- [DIRECTIONS]
The listing is to be printed in full, exactly as given.

- [INPUT RECORDS]
* * * *
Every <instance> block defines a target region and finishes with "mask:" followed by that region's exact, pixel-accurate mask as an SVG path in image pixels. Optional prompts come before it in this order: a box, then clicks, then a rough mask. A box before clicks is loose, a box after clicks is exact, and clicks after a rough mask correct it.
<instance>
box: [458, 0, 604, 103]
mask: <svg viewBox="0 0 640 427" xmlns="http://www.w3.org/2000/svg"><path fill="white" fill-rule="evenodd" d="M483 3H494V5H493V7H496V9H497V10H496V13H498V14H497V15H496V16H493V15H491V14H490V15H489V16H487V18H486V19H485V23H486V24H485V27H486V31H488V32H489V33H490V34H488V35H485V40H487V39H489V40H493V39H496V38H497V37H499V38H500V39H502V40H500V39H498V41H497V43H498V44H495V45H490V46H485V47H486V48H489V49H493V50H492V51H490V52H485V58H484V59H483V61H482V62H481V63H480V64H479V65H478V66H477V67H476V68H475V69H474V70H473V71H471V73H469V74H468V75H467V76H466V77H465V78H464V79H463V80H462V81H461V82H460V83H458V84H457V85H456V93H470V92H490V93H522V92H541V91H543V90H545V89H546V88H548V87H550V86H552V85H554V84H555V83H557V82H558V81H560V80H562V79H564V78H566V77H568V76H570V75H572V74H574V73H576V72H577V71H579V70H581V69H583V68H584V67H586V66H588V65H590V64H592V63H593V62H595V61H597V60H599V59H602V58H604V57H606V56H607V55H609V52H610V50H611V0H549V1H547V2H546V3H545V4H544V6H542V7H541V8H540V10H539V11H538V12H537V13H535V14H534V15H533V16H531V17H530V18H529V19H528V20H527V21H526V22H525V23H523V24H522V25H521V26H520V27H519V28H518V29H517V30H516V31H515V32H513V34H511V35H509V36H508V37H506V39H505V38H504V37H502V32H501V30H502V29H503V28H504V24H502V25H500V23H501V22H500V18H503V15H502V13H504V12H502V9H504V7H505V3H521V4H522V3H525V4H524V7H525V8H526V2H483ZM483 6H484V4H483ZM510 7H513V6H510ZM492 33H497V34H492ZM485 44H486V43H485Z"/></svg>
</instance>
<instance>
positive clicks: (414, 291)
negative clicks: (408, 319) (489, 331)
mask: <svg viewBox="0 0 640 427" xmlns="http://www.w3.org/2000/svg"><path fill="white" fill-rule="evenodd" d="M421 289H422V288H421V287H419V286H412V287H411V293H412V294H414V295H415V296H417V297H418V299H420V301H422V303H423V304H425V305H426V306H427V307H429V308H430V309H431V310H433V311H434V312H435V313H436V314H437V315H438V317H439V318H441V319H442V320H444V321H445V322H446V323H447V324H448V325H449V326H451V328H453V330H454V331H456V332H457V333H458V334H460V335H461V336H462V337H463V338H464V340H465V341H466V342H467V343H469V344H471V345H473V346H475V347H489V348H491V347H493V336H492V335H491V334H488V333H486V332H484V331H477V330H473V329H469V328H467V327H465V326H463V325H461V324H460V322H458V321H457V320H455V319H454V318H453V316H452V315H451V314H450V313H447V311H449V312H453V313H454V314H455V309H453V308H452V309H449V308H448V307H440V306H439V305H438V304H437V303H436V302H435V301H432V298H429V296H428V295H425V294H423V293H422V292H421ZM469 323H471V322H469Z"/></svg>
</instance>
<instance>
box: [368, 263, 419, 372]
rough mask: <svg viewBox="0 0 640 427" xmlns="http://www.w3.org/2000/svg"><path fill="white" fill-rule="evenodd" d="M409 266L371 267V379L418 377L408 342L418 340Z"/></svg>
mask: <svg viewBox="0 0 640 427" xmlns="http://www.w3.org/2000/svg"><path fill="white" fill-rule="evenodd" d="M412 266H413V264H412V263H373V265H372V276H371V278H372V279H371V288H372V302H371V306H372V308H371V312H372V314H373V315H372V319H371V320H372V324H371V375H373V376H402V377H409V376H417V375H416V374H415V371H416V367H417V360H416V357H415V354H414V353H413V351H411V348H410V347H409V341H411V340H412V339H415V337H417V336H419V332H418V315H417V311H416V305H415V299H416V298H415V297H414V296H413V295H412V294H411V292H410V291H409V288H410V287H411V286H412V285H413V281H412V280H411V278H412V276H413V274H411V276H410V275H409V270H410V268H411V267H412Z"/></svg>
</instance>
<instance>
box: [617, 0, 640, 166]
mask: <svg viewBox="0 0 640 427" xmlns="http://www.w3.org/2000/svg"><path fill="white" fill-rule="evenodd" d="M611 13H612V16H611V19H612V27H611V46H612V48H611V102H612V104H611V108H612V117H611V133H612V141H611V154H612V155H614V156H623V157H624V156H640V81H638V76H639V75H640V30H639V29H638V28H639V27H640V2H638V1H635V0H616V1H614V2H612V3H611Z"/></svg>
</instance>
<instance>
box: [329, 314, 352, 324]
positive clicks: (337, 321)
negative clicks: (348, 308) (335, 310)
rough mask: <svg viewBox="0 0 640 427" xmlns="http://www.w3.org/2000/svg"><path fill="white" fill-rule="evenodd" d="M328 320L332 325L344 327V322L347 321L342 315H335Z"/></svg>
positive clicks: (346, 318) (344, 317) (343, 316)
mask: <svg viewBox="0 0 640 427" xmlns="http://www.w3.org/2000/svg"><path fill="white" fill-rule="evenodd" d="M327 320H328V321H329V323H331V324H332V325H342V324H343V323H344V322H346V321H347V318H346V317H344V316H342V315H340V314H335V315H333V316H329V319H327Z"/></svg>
* * * *
- [RESULT OF THE TASK]
Every <instance> block defines a target region and finishes with "mask:" followed by that region's exact, pixel-accurate mask as an SVG path in image pixels. Optional prompts come before it in this order: a box, then clicks, then a rough mask. A box before clicks is loose, a box after clicks is exact, and clicks after a rough mask correct it.
<instance>
box: [458, 0, 604, 103]
mask: <svg viewBox="0 0 640 427" xmlns="http://www.w3.org/2000/svg"><path fill="white" fill-rule="evenodd" d="M483 3H494V5H493V7H496V9H497V10H496V13H498V14H497V15H496V16H493V15H491V14H490V15H489V16H487V18H486V19H485V23H486V24H485V27H486V31H488V32H489V33H490V34H488V35H485V40H487V39H489V40H493V39H496V38H497V37H499V38H500V39H502V40H500V39H498V41H497V43H498V44H495V45H490V46H485V47H486V48H489V49H493V50H492V51H490V52H485V58H484V59H483V61H482V62H481V63H480V64H479V65H478V66H477V67H476V68H475V69H474V70H473V71H471V73H469V74H468V75H467V76H466V77H465V78H464V79H463V80H462V81H461V82H460V83H458V84H457V85H456V93H470V92H490V93H522V92H541V91H543V90H545V89H546V88H548V87H550V86H552V85H554V84H555V83H557V82H558V81H560V80H562V79H564V78H566V77H568V76H570V75H572V74H574V73H576V72H577V71H579V70H581V69H583V68H584V67H586V66H588V65H590V64H592V63H593V62H595V61H597V60H599V59H602V58H604V57H606V56H607V55H609V52H610V50H611V0H549V1H547V2H546V3H545V4H544V6H542V7H541V8H540V10H539V11H538V12H537V13H535V14H534V15H533V16H531V17H530V18H529V19H528V20H527V21H526V22H525V23H523V24H522V25H521V26H520V27H519V28H518V29H517V30H516V31H515V32H513V34H511V35H509V36H508V37H506V39H505V38H504V37H502V32H501V30H502V29H503V28H504V24H502V25H500V23H501V22H500V18H503V15H502V13H504V12H502V9H504V7H505V3H521V4H522V3H525V4H524V7H525V8H526V2H483ZM483 6H484V4H483ZM510 7H513V6H510ZM492 33H497V34H492ZM485 44H486V43H485Z"/></svg>
</instance>
<instance>
positive clicks: (414, 291)
negative clicks: (408, 319) (489, 331)
mask: <svg viewBox="0 0 640 427" xmlns="http://www.w3.org/2000/svg"><path fill="white" fill-rule="evenodd" d="M421 289H422V288H421V287H419V286H412V287H411V293H412V294H414V295H415V296H417V297H418V299H420V301H422V303H423V304H425V305H426V306H427V307H429V308H430V309H431V310H433V311H434V312H435V313H436V314H437V315H438V317H439V318H441V319H442V320H444V321H445V322H446V323H447V324H448V325H449V326H451V328H453V330H454V331H456V332H457V333H458V334H460V335H461V336H462V337H463V338H464V340H465V341H466V342H467V343H469V344H471V345H473V346H475V347H489V348H491V347H493V336H492V335H491V334H488V333H486V332H484V331H477V330H473V329H469V328H467V327H465V326H463V325H461V324H460V322H458V321H457V320H455V319H454V318H453V316H452V315H451V314H450V313H447V311H449V312H453V313H454V314H455V309H453V308H452V309H449V308H448V307H440V306H439V305H438V304H437V303H436V302H435V301H432V298H429V296H428V295H425V294H423V293H422V292H421ZM469 323H471V322H469Z"/></svg>
</instance>
<instance>
box: [368, 263, 419, 372]
rough mask: <svg viewBox="0 0 640 427" xmlns="http://www.w3.org/2000/svg"><path fill="white" fill-rule="evenodd" d="M409 266L371 267V379L418 377L408 342L418 340Z"/></svg>
mask: <svg viewBox="0 0 640 427" xmlns="http://www.w3.org/2000/svg"><path fill="white" fill-rule="evenodd" d="M412 266H413V264H412V263H373V265H372V276H371V278H372V279H371V288H372V302H371V306H372V308H371V312H372V314H373V315H372V319H371V320H372V324H371V375H373V376H402V377H409V376H417V375H416V374H415V371H416V367H417V360H416V357H415V354H414V353H413V351H411V348H410V347H409V341H411V340H412V339H415V337H417V336H419V332H418V315H417V311H416V305H415V299H416V298H415V297H414V296H413V295H412V294H411V292H410V291H409V288H410V287H411V286H412V285H413V281H412V280H411V278H412V276H413V274H411V276H410V275H409V270H410V268H411V267H412Z"/></svg>
</instance>
<instance>
box: [617, 0, 640, 166]
mask: <svg viewBox="0 0 640 427" xmlns="http://www.w3.org/2000/svg"><path fill="white" fill-rule="evenodd" d="M611 13H612V16H611V19H612V27H611V46H612V48H611V102H612V104H611V108H612V117H611V133H612V141H611V154H612V155H614V156H623V157H624V156H640V81H638V76H639V75H640V30H639V29H638V28H639V27H640V2H638V1H635V0H616V1H614V2H612V3H611Z"/></svg>
</instance>
<instance>
box: [329, 314, 352, 324]
positive clicks: (337, 321)
negative clicks: (348, 308) (335, 310)
rough mask: <svg viewBox="0 0 640 427" xmlns="http://www.w3.org/2000/svg"><path fill="white" fill-rule="evenodd" d="M328 320L332 325L344 327V322L347 321L342 315H335Z"/></svg>
positive clicks: (346, 318) (344, 317) (343, 316)
mask: <svg viewBox="0 0 640 427" xmlns="http://www.w3.org/2000/svg"><path fill="white" fill-rule="evenodd" d="M327 320H328V321H329V323H331V324H332V325H342V324H343V323H344V322H346V321H347V318H346V317H344V316H342V315H340V314H335V315H333V316H329V319H327Z"/></svg>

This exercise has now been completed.